> [Text passage]:
^^^^^^^^^^^^^^^^
Site icon JONATHAN TURLEY

Study: Hospitals Making A Killing On Hospital Infections

220px-ICU_IV_1I have long been amazed by the rate of hospital injuries from preventable bloodstream infections. While there have been a few lawsuits, hospitals appear to have avoided liability for these preventable illnesses. Now, a study in the American Journal of Medical Quality suggests that the situation may be worse than anticipated. Not only is that not a strong litigation deterrent (my view), but this study says that hospitals are actually making a killing by making patients sick. Researchers found that an ICU patient who develops an avoidable central line-associated bloodstream infection (CLABSI) costs nearly three times more to care for than a similar infection-free patient. Here is the most amazing fact: hospitals earn nearly nine times more for treating infected patients.

It is insurance companies who end up getting hit with the bill as well as patients, of course. This is not to mention those patients who become gravely ill or die from this preventable illness.

Private insurers pay the most for patient stays complicated by CLABSIs — roughly $400,000 per hospital stay. That fact could add pressure to hospitals to act reasonably in avoidance of such illness. Currently, there is a surprisingly high economic incentive not to avoid such illness, even if the doctors are morally bound to do so.
^^^^^^^^^^^^^^^^
> [Material shown]:
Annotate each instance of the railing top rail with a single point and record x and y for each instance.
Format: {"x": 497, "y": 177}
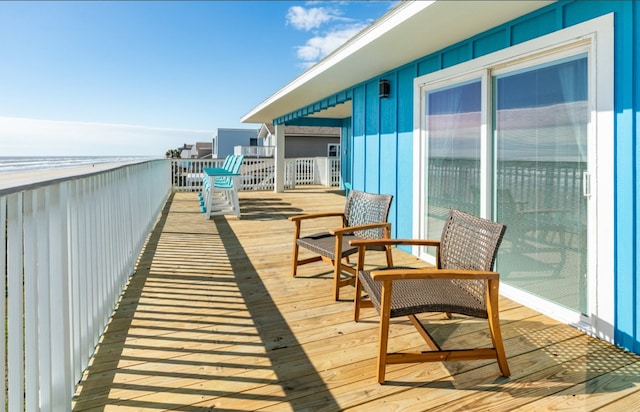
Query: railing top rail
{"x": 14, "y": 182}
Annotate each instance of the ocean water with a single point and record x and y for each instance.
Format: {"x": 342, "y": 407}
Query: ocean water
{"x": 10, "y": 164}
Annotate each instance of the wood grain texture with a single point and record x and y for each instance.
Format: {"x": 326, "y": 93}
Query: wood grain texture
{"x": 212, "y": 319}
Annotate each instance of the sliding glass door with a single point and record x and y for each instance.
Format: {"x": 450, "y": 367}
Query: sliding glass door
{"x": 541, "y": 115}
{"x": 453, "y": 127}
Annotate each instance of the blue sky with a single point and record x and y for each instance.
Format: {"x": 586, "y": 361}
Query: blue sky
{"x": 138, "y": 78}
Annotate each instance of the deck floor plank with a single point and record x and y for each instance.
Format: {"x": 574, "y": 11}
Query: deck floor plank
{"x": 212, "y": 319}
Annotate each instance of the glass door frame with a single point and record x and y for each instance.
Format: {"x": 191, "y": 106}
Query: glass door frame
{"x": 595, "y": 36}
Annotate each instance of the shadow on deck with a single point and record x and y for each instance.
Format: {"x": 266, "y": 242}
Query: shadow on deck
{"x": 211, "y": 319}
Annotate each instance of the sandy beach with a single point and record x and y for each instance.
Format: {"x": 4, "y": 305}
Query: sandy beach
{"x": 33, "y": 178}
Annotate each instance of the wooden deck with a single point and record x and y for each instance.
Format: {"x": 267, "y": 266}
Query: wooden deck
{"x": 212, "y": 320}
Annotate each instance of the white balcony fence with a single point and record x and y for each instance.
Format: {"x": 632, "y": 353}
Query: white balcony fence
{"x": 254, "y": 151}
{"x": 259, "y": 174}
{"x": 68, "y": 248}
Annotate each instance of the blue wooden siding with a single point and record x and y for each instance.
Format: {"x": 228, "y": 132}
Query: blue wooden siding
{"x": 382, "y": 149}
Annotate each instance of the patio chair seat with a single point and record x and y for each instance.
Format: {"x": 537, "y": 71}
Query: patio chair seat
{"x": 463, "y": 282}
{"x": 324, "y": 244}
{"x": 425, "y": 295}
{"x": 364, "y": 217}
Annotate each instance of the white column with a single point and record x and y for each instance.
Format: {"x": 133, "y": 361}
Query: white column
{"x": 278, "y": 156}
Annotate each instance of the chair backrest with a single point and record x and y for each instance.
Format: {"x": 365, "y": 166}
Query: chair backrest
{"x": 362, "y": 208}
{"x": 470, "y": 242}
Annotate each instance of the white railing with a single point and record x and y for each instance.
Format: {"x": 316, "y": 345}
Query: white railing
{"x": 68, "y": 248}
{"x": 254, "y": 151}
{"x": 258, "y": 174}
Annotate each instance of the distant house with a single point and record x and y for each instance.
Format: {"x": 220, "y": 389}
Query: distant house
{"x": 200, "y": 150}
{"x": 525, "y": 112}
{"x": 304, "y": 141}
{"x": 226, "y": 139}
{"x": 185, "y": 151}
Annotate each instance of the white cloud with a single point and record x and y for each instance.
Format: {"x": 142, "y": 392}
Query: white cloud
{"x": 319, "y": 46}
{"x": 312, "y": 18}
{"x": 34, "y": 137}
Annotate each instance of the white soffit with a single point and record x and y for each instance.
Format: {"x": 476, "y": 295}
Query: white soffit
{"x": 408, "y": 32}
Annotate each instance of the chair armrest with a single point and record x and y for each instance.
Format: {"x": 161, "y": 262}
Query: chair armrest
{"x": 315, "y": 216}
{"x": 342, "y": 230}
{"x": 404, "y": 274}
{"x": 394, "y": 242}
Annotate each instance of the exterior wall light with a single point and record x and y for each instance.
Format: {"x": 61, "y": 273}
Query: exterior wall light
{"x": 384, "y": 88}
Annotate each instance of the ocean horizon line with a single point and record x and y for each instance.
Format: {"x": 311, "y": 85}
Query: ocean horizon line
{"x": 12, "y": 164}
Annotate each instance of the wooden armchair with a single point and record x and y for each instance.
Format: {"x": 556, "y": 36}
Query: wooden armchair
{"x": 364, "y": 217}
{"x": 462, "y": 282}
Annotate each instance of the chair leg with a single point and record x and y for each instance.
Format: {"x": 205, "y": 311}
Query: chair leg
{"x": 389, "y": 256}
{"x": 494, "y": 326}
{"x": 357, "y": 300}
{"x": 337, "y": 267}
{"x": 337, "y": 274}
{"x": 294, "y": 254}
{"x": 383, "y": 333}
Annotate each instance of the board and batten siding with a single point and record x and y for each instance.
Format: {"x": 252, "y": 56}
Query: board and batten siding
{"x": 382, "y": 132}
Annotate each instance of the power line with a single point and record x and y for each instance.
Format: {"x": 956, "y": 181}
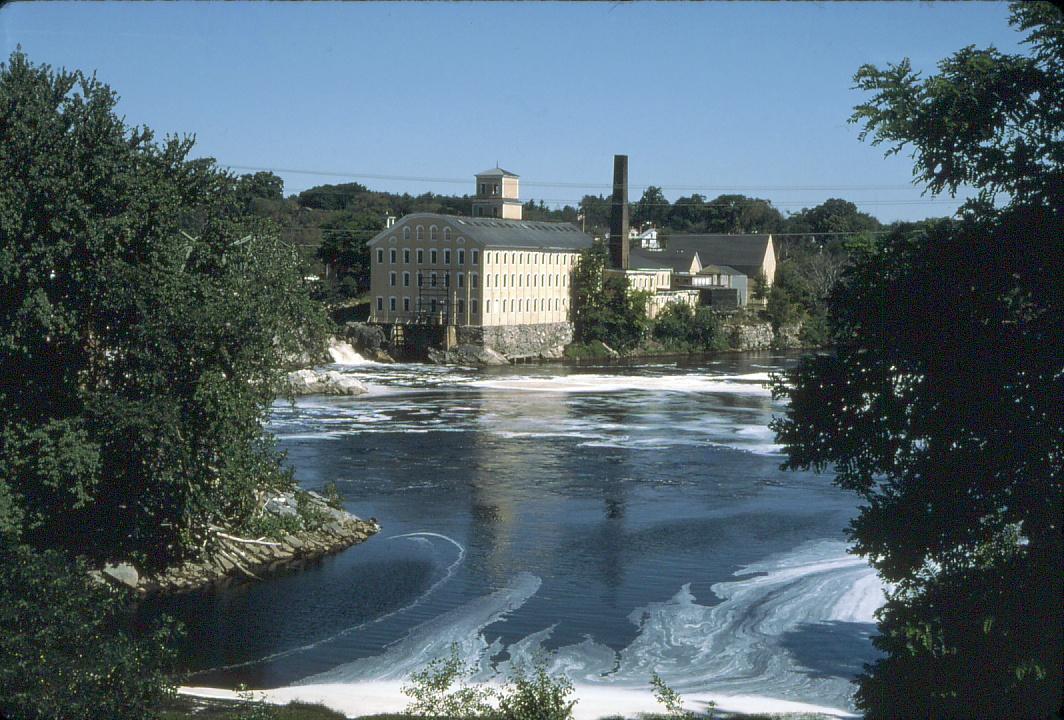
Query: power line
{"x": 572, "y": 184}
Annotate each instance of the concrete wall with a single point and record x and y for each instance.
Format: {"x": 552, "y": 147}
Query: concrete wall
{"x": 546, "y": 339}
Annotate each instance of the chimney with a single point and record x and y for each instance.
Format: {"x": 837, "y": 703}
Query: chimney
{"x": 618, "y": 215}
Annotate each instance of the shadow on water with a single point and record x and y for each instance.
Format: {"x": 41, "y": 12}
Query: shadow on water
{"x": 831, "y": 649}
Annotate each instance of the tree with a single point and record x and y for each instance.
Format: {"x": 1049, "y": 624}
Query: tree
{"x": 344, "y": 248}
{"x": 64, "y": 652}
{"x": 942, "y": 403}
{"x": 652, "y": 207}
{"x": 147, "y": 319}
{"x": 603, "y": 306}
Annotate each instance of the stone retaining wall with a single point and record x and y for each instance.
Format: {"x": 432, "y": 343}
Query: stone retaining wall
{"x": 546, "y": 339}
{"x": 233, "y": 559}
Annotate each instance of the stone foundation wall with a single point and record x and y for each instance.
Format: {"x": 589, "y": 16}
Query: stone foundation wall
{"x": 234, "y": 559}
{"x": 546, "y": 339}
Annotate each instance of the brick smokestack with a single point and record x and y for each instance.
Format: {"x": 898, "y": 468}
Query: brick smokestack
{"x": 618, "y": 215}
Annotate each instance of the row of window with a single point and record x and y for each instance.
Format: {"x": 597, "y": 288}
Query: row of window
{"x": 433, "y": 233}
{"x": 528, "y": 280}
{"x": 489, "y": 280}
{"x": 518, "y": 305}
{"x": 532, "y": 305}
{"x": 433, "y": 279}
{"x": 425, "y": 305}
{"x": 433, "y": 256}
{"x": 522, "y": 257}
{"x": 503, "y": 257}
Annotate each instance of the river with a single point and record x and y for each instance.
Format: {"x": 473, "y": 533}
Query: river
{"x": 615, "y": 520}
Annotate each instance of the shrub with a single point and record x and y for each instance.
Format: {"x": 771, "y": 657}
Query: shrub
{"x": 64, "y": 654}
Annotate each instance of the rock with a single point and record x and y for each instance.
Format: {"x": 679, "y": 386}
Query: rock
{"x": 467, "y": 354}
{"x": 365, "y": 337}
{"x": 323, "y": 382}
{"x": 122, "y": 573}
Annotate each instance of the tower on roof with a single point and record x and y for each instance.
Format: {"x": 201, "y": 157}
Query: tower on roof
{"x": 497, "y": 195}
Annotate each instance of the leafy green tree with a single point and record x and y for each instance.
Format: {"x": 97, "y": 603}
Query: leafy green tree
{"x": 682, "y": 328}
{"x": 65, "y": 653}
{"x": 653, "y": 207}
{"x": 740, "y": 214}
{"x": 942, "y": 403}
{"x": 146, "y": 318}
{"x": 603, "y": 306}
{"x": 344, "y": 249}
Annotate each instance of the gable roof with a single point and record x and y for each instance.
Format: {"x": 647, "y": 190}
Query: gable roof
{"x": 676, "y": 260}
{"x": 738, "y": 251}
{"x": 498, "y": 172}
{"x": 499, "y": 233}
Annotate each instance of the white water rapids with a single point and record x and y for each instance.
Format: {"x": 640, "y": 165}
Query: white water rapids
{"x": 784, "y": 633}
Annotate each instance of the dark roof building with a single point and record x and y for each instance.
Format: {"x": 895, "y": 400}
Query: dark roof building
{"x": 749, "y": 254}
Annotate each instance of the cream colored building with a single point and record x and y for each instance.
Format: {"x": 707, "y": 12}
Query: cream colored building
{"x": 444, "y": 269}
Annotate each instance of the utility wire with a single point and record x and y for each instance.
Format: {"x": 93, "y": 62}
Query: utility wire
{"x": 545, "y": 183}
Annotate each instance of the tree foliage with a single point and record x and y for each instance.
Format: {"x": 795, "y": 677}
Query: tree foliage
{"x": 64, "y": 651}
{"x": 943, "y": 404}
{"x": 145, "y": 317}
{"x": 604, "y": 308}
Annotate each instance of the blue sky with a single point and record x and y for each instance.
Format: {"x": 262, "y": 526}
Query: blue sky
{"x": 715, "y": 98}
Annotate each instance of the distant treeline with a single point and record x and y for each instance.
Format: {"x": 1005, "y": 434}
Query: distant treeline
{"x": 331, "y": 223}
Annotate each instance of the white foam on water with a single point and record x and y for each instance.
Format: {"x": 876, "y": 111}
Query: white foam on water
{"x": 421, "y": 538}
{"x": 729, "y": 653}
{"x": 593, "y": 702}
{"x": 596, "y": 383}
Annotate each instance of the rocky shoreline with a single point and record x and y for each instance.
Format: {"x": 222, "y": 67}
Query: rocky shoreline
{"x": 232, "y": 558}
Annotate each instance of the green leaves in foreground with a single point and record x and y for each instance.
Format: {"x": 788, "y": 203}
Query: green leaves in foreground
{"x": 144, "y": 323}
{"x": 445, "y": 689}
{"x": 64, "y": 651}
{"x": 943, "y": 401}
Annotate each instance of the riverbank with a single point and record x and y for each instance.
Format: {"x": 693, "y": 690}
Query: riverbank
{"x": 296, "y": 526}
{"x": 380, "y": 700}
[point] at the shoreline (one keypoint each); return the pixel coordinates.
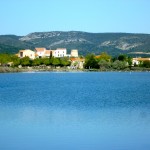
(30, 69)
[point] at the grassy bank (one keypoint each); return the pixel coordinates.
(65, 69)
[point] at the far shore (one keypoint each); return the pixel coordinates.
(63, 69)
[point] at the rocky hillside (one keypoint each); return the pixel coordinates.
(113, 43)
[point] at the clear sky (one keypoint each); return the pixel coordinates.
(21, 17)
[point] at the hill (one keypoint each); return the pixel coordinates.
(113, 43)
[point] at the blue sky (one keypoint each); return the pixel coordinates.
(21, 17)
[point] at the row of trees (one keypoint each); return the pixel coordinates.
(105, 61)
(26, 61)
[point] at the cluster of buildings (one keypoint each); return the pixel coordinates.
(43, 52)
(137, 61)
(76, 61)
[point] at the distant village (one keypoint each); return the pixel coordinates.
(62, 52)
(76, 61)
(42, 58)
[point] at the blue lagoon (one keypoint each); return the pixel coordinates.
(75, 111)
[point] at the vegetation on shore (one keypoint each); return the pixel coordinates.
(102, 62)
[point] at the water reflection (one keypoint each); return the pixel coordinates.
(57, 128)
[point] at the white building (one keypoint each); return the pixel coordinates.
^^^^^^^^^^^^^^^^
> [Complete the following]:
(a) List every numerical figure that the text on hospitals profiting from bloodstream infections gives about costs, earnings or payments.
(b) Extend the text on hospitals profiting from bloodstream infections, starting after its final sentence.

> [Task-by-task outputs]:
(a)
- Nearly three times more: the cost of caring for an ICU patient who develops an avoidable CLABSI, compared with a similar patient without the infection
- Nearly nine times more: what hospitals earn for treating infected patients
- Roughly $400,000 per hospital stay: what private insurers pay for patient stays complicated by CLABSIs

(b)
The CLABSI infections occur when thin plastic tubes, or central lines, are placed in ICU patients. Each year roughly 80,000 patients with central lines become infected. Now consider that hospital’s average profit margin for treating an infected patient was $54,906 in comparison to an uninfected patient of just $6,506. You do the math. That is a huge amount of income.

Worse yet, the failure to avoid the contamination kills 28,000 people a year. Simple checklists at hospitals have been shown to sharply decrease such contamination. In torts, we often use the Hand formula to determine negligence: B < PL. B stands for burden; P stands for probability, and L stands for loss. When the B is lower than the PL, negligence is generally present. In this case, the B would seem low while both the P and L are high. Normally, that would result in not just negligence but potential punitive damages.

Tens of thousands of people are dying from this preventable illness but relatively little has been done by the government to force new measures or accountability. This is why litigation is sometimes the most direct way to deterring negligence and giving an incentive to take precautionary measures in environments like hospitals.